Image-grounded pointing data
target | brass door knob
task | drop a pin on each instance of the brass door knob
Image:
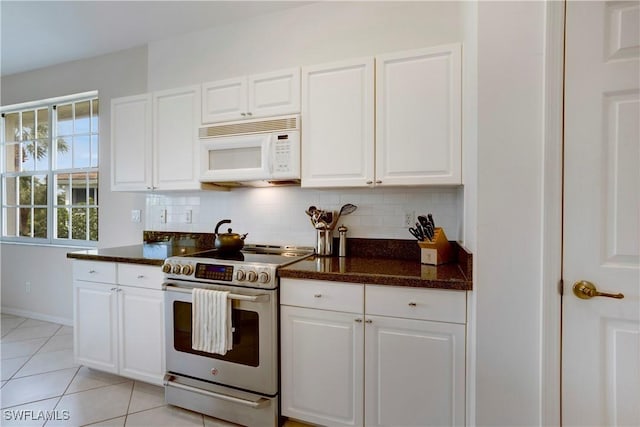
(587, 290)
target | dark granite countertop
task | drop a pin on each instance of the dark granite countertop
(372, 261)
(150, 254)
(396, 265)
(157, 247)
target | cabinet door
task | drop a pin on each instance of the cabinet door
(337, 131)
(95, 324)
(141, 332)
(176, 114)
(322, 369)
(418, 117)
(274, 93)
(131, 143)
(224, 100)
(415, 373)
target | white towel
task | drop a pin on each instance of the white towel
(211, 317)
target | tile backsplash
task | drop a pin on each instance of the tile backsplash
(276, 215)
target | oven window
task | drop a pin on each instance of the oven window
(246, 341)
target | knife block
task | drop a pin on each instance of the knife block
(437, 251)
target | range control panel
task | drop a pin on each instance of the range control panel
(214, 272)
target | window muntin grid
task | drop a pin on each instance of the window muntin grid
(46, 149)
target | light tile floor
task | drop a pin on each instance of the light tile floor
(40, 380)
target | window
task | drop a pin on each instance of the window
(50, 171)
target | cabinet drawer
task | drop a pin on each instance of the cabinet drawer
(142, 276)
(416, 303)
(94, 271)
(321, 294)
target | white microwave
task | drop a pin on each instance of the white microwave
(256, 152)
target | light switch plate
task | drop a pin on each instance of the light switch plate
(136, 215)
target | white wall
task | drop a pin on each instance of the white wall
(310, 34)
(47, 268)
(502, 221)
(508, 286)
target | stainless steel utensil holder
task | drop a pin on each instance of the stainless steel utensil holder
(324, 242)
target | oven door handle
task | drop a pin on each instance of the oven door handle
(251, 298)
(260, 403)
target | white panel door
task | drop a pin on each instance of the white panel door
(322, 371)
(95, 320)
(338, 124)
(415, 373)
(418, 117)
(176, 153)
(274, 93)
(601, 335)
(141, 332)
(224, 100)
(131, 143)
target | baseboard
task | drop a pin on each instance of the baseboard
(37, 316)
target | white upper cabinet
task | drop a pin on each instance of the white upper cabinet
(176, 157)
(154, 141)
(416, 136)
(337, 124)
(260, 95)
(131, 143)
(418, 117)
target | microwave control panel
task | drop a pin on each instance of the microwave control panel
(283, 153)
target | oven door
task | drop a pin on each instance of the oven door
(252, 363)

**Exercise details:** Count every line of the records above in which the string "brass" appears. The number alone is to be given.

**Finished task:** 2